## Selected extract
# # # #
2. What is your emotional attitude toward your money? Imagine yourself investing part of your retirement fund in stocks. As you may know, stocks fluctuate in value. Let's say the stocks you invested in are moving downward. Do you:
a. Anxiously check the newspaper every day for stock values? Does the decline of the stock cause you to lose sleep?
b. Understand that this was a risk you decided to take and you accept the consequences?
It is your job to know the answers to these two questions. It will be your advisor's job to tell you whether you can meet your retirement goals given your expenses, your assets and income, and your emotional makeup.
3. Before starting the interview process, become knowledgeable of current interest rates from banks, CDs, money market funds, and the current five-year CD rate. You can find this information in the business section of the newspaper, at your bank, or from any brokerage firm. You will want to write this information down and take it with you to the interviews for comparison.
4. How do you find a financial advisor? What firms should you go to? You can ask friends or relatives whose opinions you respect if they know of and can recommend anyone. Or you can call the human resources department where you worked and ask if they have the name of an advisor whom other retirees use and are happy with. The Institute of Certified Financial Planners in Denver has a list of certified financial planners in your area. The International Association of Financial Planners or the Investment Counsel Association of America can also give you the name of an advisor in your area. These will be independent registered investment advisors (see Resources). You can also call those brokerage firms whose names you recognize from TV or newspaper advertisements and interview brokers with the guidelines we provide.
5. If you call a brokerage firm you have selected on your own, as Anita did, make sure the firm you deal with is a member of the National Association of Securities Dealers (NASD) as well as the Securities Investor Protection Corporation (SIPC). Ask to speak with the office manager. Tell the manager that you are retired and want an advisor who has been in the industry at least ten years and specializes in retirement planning. This way you know they have dealt with different economic environments and should understand your needs. Apply the criteria of length of service and specialization to any personal recommendations you receive as well. Do not just walk into a brokerage firm and ask for a broker. If you do, you may be assigned to the new kid on the block with little or no experience.
6. You will need to bring the following financial information to the interview: recent tax returns, Social Security estimates, an idea of monthly expenses, and any sources of present and future income with accompanying statements that show where your money is located.
If you do not know your Social Security estimate, call 800-772-1213 and ask for the questionnaire "Personal Earnings and Benefit Estimate Statement." It will take four to six weeks to receive your estimate after you return the questionnaire, so start early. The form in Chapter Six, "Early Retirement," will help you calculate your monthly expenses.
Now you are prepared to go out and interview financial advisors. These interviews should be at no cost to you.
THE INTERVIEW PROCESS
Interview at least one person at three different firms, including any of the recommendations you may have received. Apply these guidelines at each interview. Even personal recommendations need to meet the following standards.
1. If you are a couple, both partners should be present for the interview. It is important that both individuals feel comfortable with the advisor ultimately selected. This is especially important for women, since statistics reveal they generally outlive their male counterparts.
# # # #
## Set task 1
In the guide to choosing a financial advisor, why should a retiree ask the office manager for an advisor with at least ten years in the industry who specializes in retirement planning? Answer in one to three sentences.
## Set task 2
Extend the guide to choosing a financial advisor, beginning right after its final sentence about women generally outliving their male counterparts.
The rows have nothing to do with the work on this text.

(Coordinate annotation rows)
# # # #
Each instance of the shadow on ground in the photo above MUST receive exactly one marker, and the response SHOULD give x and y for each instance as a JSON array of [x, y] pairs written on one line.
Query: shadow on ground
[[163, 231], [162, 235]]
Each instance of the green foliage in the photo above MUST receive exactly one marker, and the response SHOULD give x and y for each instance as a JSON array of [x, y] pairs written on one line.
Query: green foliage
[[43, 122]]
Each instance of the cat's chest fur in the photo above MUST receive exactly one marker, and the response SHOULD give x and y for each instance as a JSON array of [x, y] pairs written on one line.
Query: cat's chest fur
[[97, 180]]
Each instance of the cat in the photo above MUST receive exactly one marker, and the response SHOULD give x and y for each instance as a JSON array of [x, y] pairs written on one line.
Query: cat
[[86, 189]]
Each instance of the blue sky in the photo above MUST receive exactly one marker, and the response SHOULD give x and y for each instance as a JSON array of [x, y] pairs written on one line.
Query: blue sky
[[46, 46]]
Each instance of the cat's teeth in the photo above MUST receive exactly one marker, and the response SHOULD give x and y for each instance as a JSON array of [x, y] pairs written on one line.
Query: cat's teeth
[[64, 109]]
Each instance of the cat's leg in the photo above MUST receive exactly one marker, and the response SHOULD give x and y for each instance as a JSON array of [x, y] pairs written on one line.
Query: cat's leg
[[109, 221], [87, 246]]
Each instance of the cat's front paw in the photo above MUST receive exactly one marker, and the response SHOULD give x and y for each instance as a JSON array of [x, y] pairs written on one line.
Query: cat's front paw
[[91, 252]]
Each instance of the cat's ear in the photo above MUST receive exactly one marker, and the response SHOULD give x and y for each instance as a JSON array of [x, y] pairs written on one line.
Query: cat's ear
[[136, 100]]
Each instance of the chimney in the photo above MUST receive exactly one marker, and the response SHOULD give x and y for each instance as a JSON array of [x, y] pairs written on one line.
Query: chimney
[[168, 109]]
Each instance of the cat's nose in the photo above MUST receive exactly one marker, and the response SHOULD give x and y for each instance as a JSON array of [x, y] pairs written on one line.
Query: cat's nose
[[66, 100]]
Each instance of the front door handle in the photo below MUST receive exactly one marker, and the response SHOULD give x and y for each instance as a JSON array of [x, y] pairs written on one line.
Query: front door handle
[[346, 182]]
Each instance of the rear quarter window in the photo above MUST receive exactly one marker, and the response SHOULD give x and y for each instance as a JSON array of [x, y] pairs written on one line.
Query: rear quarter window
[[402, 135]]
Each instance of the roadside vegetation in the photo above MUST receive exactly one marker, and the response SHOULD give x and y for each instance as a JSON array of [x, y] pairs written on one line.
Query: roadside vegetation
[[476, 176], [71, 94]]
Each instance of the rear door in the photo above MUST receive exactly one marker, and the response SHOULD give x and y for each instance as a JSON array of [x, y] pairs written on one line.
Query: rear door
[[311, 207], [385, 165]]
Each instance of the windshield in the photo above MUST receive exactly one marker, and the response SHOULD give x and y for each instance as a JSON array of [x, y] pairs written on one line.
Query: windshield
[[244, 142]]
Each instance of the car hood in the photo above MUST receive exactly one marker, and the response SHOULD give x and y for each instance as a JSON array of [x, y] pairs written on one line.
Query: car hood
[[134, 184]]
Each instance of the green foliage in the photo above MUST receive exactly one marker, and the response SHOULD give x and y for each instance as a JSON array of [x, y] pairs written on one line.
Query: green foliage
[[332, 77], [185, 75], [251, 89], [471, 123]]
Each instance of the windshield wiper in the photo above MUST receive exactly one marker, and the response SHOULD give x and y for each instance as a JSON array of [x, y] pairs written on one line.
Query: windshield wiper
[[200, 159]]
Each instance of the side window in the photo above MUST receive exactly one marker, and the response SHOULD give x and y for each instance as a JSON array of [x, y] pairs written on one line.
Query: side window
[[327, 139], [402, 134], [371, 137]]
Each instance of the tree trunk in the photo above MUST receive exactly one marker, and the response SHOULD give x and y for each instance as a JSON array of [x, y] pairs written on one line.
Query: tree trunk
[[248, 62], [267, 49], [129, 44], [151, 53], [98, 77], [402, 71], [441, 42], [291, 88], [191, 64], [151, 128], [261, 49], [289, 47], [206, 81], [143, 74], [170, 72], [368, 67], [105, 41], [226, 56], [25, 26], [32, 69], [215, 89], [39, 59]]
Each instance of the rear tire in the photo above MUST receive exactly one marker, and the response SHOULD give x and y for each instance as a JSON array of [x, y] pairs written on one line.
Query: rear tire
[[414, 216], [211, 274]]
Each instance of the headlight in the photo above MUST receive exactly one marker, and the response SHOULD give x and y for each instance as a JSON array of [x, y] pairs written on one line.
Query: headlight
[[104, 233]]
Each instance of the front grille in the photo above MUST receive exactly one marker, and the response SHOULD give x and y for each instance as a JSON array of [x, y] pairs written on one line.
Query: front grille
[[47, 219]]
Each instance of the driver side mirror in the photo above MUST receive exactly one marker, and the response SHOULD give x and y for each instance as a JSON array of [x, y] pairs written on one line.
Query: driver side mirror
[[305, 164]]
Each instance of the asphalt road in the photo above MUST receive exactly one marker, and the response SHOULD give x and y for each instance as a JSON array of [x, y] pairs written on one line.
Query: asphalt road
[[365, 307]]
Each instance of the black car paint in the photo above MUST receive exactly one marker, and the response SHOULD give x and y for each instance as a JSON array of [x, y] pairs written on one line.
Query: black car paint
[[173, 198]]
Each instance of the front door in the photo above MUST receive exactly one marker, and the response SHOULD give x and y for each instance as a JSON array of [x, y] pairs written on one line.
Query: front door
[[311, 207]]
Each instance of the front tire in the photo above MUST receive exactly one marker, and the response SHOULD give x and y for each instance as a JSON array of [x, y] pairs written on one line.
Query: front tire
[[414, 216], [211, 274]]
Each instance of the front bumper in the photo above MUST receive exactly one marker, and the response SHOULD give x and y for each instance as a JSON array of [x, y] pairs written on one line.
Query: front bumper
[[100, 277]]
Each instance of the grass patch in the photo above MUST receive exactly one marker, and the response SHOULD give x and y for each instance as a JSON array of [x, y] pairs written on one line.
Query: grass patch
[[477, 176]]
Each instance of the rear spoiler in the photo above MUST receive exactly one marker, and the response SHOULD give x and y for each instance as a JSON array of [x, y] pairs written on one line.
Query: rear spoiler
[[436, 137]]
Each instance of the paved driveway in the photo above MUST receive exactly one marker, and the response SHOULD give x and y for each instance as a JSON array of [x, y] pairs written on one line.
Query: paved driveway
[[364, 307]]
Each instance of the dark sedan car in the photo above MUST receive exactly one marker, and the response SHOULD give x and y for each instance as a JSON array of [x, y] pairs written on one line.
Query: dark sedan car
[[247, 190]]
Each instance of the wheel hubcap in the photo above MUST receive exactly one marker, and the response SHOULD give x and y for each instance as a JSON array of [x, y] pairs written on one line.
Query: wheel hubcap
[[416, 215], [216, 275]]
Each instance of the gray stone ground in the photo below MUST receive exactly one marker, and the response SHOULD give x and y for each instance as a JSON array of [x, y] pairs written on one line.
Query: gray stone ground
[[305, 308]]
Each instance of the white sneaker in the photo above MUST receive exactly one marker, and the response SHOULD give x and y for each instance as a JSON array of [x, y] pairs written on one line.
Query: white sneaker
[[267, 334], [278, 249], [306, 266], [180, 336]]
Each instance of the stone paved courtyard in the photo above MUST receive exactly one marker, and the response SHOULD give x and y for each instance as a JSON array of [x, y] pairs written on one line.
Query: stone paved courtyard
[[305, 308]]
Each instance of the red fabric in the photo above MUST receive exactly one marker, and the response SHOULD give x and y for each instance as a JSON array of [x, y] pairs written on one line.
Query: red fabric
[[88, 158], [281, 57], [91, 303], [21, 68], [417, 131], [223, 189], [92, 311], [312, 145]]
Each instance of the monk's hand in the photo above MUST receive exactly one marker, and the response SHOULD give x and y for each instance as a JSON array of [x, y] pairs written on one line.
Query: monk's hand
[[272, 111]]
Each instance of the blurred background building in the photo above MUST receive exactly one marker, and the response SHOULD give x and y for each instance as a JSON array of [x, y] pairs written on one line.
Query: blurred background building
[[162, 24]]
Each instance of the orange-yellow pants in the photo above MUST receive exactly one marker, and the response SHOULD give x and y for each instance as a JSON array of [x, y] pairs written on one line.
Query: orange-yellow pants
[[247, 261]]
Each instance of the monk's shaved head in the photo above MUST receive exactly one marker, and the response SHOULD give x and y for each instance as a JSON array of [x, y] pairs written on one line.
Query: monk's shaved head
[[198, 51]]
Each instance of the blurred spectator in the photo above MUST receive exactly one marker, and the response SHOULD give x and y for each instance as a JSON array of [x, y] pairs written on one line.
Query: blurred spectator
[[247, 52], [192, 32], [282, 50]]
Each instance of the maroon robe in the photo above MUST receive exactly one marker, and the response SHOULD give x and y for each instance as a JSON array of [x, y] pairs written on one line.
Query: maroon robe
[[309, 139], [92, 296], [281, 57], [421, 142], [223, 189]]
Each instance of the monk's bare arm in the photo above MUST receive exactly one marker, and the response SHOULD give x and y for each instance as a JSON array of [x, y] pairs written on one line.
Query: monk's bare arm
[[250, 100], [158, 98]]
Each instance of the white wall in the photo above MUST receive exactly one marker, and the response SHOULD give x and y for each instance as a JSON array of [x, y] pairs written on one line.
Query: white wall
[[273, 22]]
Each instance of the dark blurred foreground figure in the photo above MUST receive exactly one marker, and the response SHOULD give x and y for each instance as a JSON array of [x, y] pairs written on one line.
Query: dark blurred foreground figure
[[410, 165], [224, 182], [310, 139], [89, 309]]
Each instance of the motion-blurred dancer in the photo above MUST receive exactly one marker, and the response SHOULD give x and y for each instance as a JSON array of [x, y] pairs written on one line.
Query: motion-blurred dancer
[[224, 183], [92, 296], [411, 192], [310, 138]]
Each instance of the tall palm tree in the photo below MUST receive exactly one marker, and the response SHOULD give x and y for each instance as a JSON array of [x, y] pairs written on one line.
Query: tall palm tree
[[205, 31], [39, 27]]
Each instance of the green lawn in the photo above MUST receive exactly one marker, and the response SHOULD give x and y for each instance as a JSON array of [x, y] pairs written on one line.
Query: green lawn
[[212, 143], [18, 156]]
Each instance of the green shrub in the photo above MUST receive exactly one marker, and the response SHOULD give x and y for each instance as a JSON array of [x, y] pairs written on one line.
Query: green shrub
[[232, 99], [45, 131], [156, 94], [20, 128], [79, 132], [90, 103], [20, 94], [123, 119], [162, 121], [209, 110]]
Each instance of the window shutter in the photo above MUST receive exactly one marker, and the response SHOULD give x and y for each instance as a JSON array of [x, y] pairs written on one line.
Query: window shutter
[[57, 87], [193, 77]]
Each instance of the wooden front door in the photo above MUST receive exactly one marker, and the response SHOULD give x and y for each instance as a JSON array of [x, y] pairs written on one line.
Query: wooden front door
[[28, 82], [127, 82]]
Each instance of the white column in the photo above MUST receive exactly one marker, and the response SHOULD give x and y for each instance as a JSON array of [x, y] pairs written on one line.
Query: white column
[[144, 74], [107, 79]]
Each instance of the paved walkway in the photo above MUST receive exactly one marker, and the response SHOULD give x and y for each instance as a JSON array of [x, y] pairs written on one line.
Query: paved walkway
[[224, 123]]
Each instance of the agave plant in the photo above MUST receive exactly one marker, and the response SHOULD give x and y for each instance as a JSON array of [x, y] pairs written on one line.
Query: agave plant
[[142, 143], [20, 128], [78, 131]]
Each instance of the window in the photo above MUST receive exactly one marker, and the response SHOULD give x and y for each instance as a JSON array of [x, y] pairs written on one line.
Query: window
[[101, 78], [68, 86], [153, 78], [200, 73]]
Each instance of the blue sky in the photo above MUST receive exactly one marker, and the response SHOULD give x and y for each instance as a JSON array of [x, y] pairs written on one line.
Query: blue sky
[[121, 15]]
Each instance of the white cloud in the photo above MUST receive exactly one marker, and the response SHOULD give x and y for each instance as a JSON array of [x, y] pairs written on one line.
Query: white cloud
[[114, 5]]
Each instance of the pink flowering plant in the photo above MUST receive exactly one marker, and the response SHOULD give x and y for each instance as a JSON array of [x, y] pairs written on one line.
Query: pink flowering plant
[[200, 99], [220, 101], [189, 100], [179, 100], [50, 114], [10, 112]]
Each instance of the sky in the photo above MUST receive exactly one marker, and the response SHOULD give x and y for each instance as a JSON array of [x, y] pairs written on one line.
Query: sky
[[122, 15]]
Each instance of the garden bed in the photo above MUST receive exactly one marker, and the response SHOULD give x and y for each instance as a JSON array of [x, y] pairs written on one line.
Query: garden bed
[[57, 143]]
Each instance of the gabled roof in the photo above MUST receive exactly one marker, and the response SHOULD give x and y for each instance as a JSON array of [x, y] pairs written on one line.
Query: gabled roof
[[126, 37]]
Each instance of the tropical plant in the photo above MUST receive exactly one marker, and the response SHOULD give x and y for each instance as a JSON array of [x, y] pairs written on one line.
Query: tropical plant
# # # #
## Written reply 1
An advisor with at least ten years in the industry who specializes in retirement planning will have dealt with different economic environments. Such an advisor should also understand a retiree's needs.

## Written reply 2
2. Check whether the advisor has a title after his or her name. If you use someone from a major brokerage firm, the titles, in ascending order of importance, of associate vice president—investments, vice president—investments, senior vice president—investments, or first vice president—investments indicate the advisor's earning power and how long he or she has been in the business. Titles such as account executive, financial advisor, or financial consultant/planner indicate the new kids on the block and show that a certain production level has not yet been achieved for the firm. Look for at least an associate vice president—investments credential. Titles can be found on business cards. Remember, it is only one of the criteria to look for. Whether the individual is with a major firm or not, there are other things to consider:
3. Is he or she a certified financial planner? If so, it will say so on his or her business card, or you may see a certificate in that person's office, or ask directly. This indicates two years of study, extensive tests, and a minimum of thirty hours of continuing education each year to keep up to date. This designation is highly desirable.
4. Ask how long he or she has been with this firm. It should be a minimum of ten years. If not, ask how many prior companies the person has worked for. Look for an answer of no more than two. Then ask how long he or she stayed at each. An answer of no less than five years at the most recent firm is preferable. This is a powerful clue to stability. If the person has been at many firms for brief durations, it is probably best to find someone else.
5. Meet the advisor in his or her office. Observe the surroundings. Is the person organized? Take note of personal appearance.
6. The financial advisor should ask about your goals during the interview process. If they don't ask, they may care more about what they can get from you (commissions) than what they can do for you (investments). During the interview, be sure to disclose all your financial information: your goals and requirements, taxes, monthly expenses, Social Security, and other sources of income. Make your emotional attitude toward money perfectly clear. Accurate planning requires complete information and assessment.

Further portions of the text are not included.